PROVIDED PASSAGE:
↓

14

Managing Project Risks

Managing project risks is the ultimate in proactive project management. It is the project manager’s radar system. The goal of project management is to achieve the project’s critical success factors, including meeting the targeted business objectives and client expectations. The goal of managing project risks is to identify and prepare for any potential threat to the project’s critical success factors before it actually occurs. As a result, risk management is the essence of managing projects. Nothing impacts the decisions we make regarding general project approach, level of planning rigor, staffing, project control procedures, and overall contingencies more than the risks facing the project. Yet, there might be no aspect of project management that has a wider array of real-world implementations.

As a result, there is often a sense of confusion and uncertainty regarding the proper project risk management approach to take. In this chapter, we clarify all of this. We review the core principles, key process steps, and best practices that are essential to managing project risks. We share insights on how to identify common project risks, review the proven strategies that work best in controlling project risks, and highlight the typical risk management problems, so you can avoid them.

Key Risk Management Principles

A proactive management philosophy underlies the key principles of project risk management. By effectively managing project risks using these principles, a project manager remains in control of the project at all times, enables better project decisions, and provides the project the best opportunity for success.

The key principles to managing project risks include the following:

  • It’s all risk management—All project management is risk management. The current approaches and rules of modern project management—especially those surrounding portfolio management, project definition, and project planning—are all risk management focused. From past experiences, we now know how to structure a project for total success and how to greatly increase the likelihood the project will achieve its objectives.

  • “Healthy paranoia”—It’s all attitude, even if it is a little psycho. Effective project managers take responsibility for managing risks on their project—believe me, no one else wants the job. As a result, you must strike the balance between having a paranoid outlook about your project (constantly thinking about what could go wrong) and doing everything you can to make sure the project is executed as planned.

  • Appropriate—The level, type, and visibility of risk management should be consistent with the level of risk and the importance the project has to the organization. The cost of the risk response should not be greater than the impact loss the risk event might cause.

  • Systematic—Any factor or risk that could impact the project should be identified, quantified, and assessed for possible effects to the project. This includes all people, process, technology, organizational, and environmental influences.

  • Continuous—The identification of risks is an iterative process. Risk identification is repeatedly performed throughout the project, not just at the beginning.

  • Relentless—The project manager and the organization must be committed to risk management for the entire project life cycle.

  • Focused—Focus on the risks that you can control—starting with the high-priority risks.

The Essential Process for Managing Project Risks

To be consistent with our principles, we need a systematic approach that enables us to focus time and resources on the highest priority risk elements. The power in the process is not in its complexity—it’s relatively simple and straightforward—the power is in the management approach it inspires.

Let’s review the essential steps for managing project risks:

  • Identify—This is the critical step of identifying the risks to the project. The best way to start this process is also the best way to leverage the lessons from the past—use a risk profile. A risk profile, also referred to as a risk checklist or risk assessment form, lists the common sources of project risk that you need to consider. Although most risk profiles help you evaluate the majority of risk factors that are common to all projects, including the listing later in this chapter, the best risk profiles are ones that are specific to your industry, organization, and project type. In addition, the less experience that you have in project management or in the project domain, the more you should facilitate this process with the key stakeholders and subject matter experts on your project team.

↑

PROMPT A:
Select every line of the records that contains the string "sweater".
The records come from a source unrelated to the text on managing project risks.

GIVEN DATA:
↓

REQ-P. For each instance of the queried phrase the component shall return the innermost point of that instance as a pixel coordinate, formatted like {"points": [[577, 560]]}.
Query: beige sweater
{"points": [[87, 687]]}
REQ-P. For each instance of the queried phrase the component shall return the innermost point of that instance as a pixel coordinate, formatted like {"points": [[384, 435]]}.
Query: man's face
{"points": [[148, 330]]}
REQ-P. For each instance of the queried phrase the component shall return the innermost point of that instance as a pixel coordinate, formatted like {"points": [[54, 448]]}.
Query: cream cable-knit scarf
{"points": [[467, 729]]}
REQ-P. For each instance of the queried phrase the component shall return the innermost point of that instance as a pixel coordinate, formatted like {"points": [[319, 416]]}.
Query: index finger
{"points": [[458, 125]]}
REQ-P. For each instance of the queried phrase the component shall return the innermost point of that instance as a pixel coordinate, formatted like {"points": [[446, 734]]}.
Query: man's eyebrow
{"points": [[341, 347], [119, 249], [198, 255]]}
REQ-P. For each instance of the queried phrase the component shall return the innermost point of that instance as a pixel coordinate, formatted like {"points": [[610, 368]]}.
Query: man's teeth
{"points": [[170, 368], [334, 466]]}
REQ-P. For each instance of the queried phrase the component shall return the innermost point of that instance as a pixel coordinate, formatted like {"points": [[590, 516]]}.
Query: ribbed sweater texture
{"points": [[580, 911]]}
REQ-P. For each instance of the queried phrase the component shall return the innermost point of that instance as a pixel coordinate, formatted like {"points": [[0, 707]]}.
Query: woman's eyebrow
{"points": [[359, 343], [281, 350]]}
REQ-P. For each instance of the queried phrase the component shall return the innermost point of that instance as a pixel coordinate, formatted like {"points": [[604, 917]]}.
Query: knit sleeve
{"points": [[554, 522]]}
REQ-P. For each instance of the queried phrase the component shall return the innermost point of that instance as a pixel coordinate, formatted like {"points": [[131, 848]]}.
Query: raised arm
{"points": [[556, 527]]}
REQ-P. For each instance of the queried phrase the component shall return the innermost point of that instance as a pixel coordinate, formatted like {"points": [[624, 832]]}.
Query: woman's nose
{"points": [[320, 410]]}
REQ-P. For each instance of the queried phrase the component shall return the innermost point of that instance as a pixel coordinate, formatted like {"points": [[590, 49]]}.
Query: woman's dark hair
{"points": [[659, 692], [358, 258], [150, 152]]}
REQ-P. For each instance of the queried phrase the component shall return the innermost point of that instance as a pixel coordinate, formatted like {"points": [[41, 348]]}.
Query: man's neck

↑

PROMPT B:
According to the text on managing project risks, by what other names is a risk profile known?

EXPECTED OUTPUT A:
Query: beige sweater
Query: ribbed sweater texture

EXPECTED OUTPUT B:
A risk checklist or a risk assessment form.